═════ Brano proposto
Cinque euro è il prezzo di circa quattro chilogrammi di pasta, di un panino preso al bar o di una qualsiasi rivista mensile. Cinque euro o poco più, lordi, è anche il salario orario di un lavoratore della Gfe (Gruppo facchini emiliano). È, ma sarebbe meglio dire era, perché a oggi la Gfe è in fase di smantellamento.
Non siamo a Pomigliano, e in ballo non c’è un nome importante come quello della Fiat. Ci troviamo invece nella bassa provincia reggiana, tra Castelnovo Sotto e Campegine, e in gioco ci sono i destini di 516 operai, per la maggior parte stranieri, associati alla cooperativa che, dal 1999, lavora quasi esclusivamente per la Snatt della famiglia Fagioli.
══════════
═════ Dati mostrati
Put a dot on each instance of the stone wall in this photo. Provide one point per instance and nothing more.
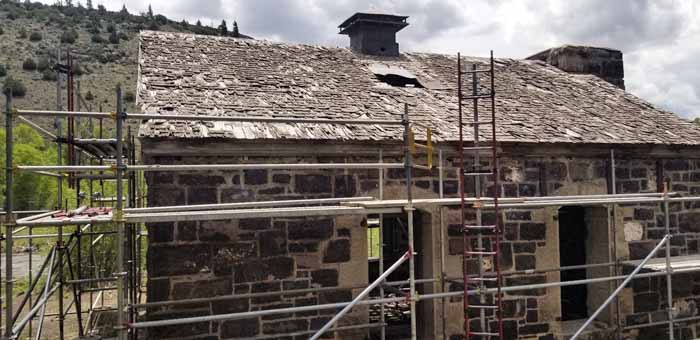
══════════
◆ **Consegna A**: Trascrivi alla lettera la parte del brano proposto che va da "Cinque euro è" a "fase di smantellamento.", estremi compresi.
◆ **Consegna B**:
Rispondi in breve a queste domande sul brano proposto:
(i) Qual è il salario orario lordo di un lavoratore della Gfe?
(ii) Quanti operai sono coinvolti nella vicenda?
(iii) Da quale anno la cooperativa lavora quasi esclusivamente per la Snatt?

◆ **Soluzione A**:
Cinque euro è il prezzo di circa quattro chilogrammi di pasta, di un panino preso al bar o di una qualsiasi rivista mensile. Cinque euro o poco più, lordi, è anche il salario orario di un lavoratore della Gfe (Gruppo facchini emiliano). È, ma sarebbe meglio dire era, perché a oggi la Gfe è in fase di smantellamento.

◆ **Soluzione B**:
(i) Cinque euro o poco più.
(ii) 516.
(iii) Dal 1999.